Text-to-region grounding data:
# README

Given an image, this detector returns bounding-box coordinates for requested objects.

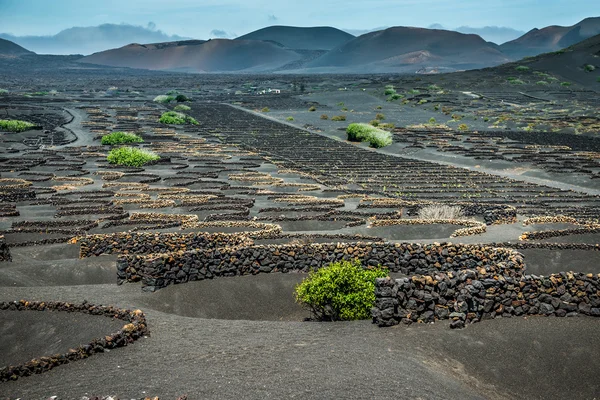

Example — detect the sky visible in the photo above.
[1,0,598,38]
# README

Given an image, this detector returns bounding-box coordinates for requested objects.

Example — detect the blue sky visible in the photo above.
[1,0,598,37]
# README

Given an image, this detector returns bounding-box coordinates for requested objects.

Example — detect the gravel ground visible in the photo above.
[1,280,599,400]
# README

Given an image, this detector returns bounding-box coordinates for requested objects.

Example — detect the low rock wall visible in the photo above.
[0,236,11,262]
[373,270,600,329]
[74,231,254,258]
[117,242,525,292]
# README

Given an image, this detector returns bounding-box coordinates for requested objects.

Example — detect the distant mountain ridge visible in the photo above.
[4,18,599,74]
[236,26,354,50]
[500,17,600,59]
[79,39,301,73]
[305,27,511,73]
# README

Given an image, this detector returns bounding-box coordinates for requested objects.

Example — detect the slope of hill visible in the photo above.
[305,27,510,73]
[517,33,600,89]
[0,38,34,56]
[500,17,600,59]
[78,39,302,73]
[236,26,354,50]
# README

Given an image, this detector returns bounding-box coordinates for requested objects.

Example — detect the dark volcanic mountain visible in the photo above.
[306,27,510,73]
[500,17,600,59]
[236,26,354,50]
[0,38,34,56]
[78,39,301,73]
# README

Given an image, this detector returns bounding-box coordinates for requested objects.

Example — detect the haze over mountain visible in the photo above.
[305,27,511,73]
[0,38,34,57]
[500,17,600,59]
[79,39,301,73]
[236,26,354,50]
[0,23,190,55]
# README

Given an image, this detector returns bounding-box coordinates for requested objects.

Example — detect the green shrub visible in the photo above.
[173,104,191,111]
[369,120,380,127]
[379,123,395,130]
[388,93,403,101]
[417,99,428,105]
[159,111,199,125]
[294,260,388,321]
[458,123,468,131]
[561,82,572,86]
[331,115,346,121]
[153,95,174,104]
[0,119,37,132]
[261,107,270,112]
[0,89,8,95]
[346,123,392,148]
[175,94,190,102]
[536,81,548,85]
[308,106,317,112]
[515,65,530,72]
[166,90,179,96]
[584,64,595,72]
[286,116,294,121]
[429,117,436,124]
[508,78,525,85]
[384,88,396,96]
[107,147,160,167]
[101,132,143,145]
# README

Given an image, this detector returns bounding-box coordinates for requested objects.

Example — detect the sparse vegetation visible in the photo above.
[515,66,530,72]
[561,82,572,86]
[369,120,380,127]
[294,259,388,321]
[173,104,191,111]
[0,89,8,95]
[153,95,174,104]
[261,107,270,112]
[175,94,190,102]
[331,115,346,121]
[159,111,199,125]
[107,147,160,167]
[536,81,549,86]
[418,205,465,219]
[346,123,392,148]
[101,132,143,145]
[458,123,468,131]
[0,119,37,133]
[286,116,294,121]
[308,106,317,112]
[507,77,525,85]
[320,114,329,120]
[375,113,385,120]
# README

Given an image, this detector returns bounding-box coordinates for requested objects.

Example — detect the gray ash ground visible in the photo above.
[0,70,599,399]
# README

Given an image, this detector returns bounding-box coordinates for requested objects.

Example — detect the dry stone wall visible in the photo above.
[0,236,11,262]
[117,242,525,292]
[373,269,600,329]
[74,231,254,258]
[0,300,148,382]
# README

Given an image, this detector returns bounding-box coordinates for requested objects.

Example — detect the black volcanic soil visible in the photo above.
[0,310,124,368]
[0,68,599,400]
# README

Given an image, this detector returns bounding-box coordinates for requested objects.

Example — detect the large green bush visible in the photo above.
[346,123,392,148]
[101,131,143,145]
[107,147,160,167]
[0,119,37,133]
[159,111,199,125]
[294,260,388,321]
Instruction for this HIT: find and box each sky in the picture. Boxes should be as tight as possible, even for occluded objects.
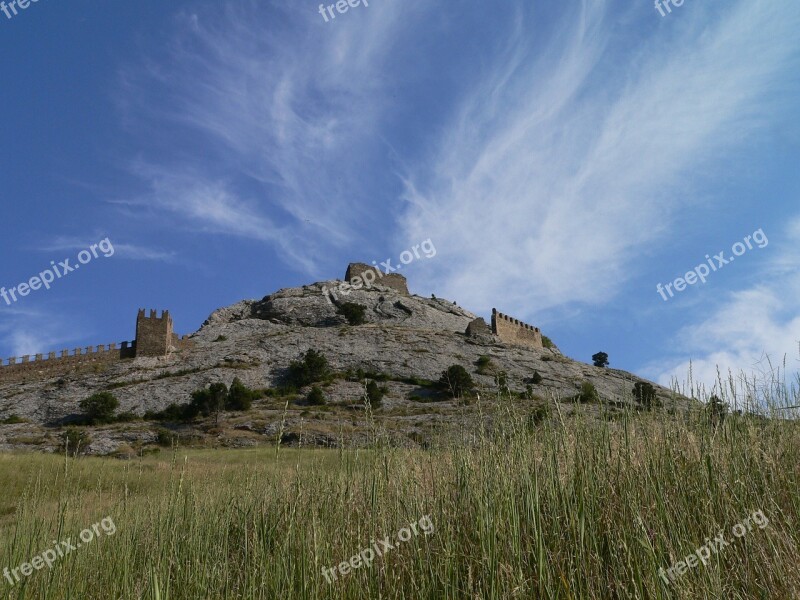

§ **ASSIGNMENT**
Your answer must restate the entries word for word and contain no pictures.

§ **FINISHED TASK**
# README

Given an image, this detector returns bounding-box coordinates for requested objects.


Example — detect the sky visible in the photo above.
[1,0,598,38]
# README

Given an image, this detector returns bounding-box coordinates for requested objects.

Example — detect the blue sky visible in the photo above.
[1,0,598,37]
# README

Given an image, this detector returns bounding-box coordinates for requested objects.

Example — detect the gravel ground visible in the photo above.
[1,280,599,400]
# README

Given an image, this detector returns bounding-box coordinates for requested objects.

Example — detect the low rock wall visible in the photo above.
[0,236,11,262]
[373,270,600,329]
[74,231,254,258]
[117,242,525,292]
# README

Given an image, this detector returns bounding-box coordinates for requested objects.

Example — detect the distant mountain ridge visible in the photo above.
[4,18,599,74]
[236,26,354,50]
[500,17,600,59]
[79,39,301,73]
[305,27,511,73]
# README

Given an image, this detector returns bounding-box coordinates for requested objects.

Example — detect the slope of hill visible in the photo above.
[305,27,510,73]
[517,33,600,89]
[0,38,34,56]
[500,17,600,59]
[78,39,302,73]
[236,26,354,50]
# README

Given an image, this detector returns bounding-box coordinates for requested objects.

Example — detect the dark volcanic mountain visible in the photo above.
[306,27,510,73]
[500,17,600,59]
[236,26,354,50]
[0,38,34,56]
[78,39,301,73]
# README

Given an image, this detector returns bounding-box coordinates for requested objects.

Example — detect the haze over mountain visible in the photo above.
[305,27,511,73]
[0,38,34,57]
[500,17,600,59]
[79,39,301,73]
[236,26,354,50]
[0,23,190,55]
# README

Given an image, this detector returns bounding-box coordinates for requested objects.

Example — detect the green shrub visible in the photo above.
[173,104,191,111]
[369,120,380,127]
[379,123,395,130]
[388,93,403,101]
[417,99,428,105]
[159,111,199,125]
[294,260,388,321]
[458,123,468,131]
[561,82,572,86]
[331,115,346,121]
[153,95,174,104]
[0,119,37,132]
[261,107,270,112]
[0,89,8,95]
[346,123,392,148]
[175,94,190,102]
[536,81,548,85]
[308,106,317,112]
[515,65,530,72]
[166,90,179,96]
[584,64,595,72]
[286,116,294,121]
[429,117,436,124]
[508,78,525,85]
[384,88,396,96]
[107,147,160,167]
[101,132,143,145]
# README

Given an image, this detector returns bounding-box coordinates for requested objects.

Example — detect the sparse vegetation visible in the photo above.
[515,66,530,72]
[561,82,572,86]
[369,120,380,127]
[294,259,388,321]
[173,104,191,111]
[0,89,8,95]
[153,95,174,104]
[261,107,270,112]
[175,94,190,102]
[331,115,346,121]
[159,111,199,125]
[107,147,160,167]
[536,81,549,86]
[418,205,465,219]
[346,123,392,148]
[101,132,143,145]
[458,123,468,131]
[0,119,37,133]
[286,116,294,121]
[308,106,317,112]
[507,77,525,85]
[320,114,329,120]
[375,113,385,120]
# README

Given an image, this detector returns bounding-box coordinates for requested objects.

Example — detect the gray ash ground visible in the photo above.
[0,70,599,399]
# README

Given an image, this detector returns bounding-box coordinates for requested objects.

Example — detect the dry stone wall visible in the photo above.
[0,236,11,262]
[117,242,525,292]
[373,269,600,329]
[74,231,254,258]
[0,300,148,382]
# README

Given an image, this detector returns bounding-box coordinates for requested objects.

Example — detect the black volcanic soil visible in the photo above.
[0,310,124,368]
[0,68,599,400]
# README

Given an image, this detector returns bounding-box coordinates for requested objects.

Example — detect the large green bush visible in the photo above.
[346,123,392,148]
[101,131,143,145]
[107,147,160,167]
[0,119,37,133]
[159,111,199,125]
[294,260,388,321]
Instruction for this HIT: find and box each sky in the picture. Boxes should be as tight as possible, even for occluded objects.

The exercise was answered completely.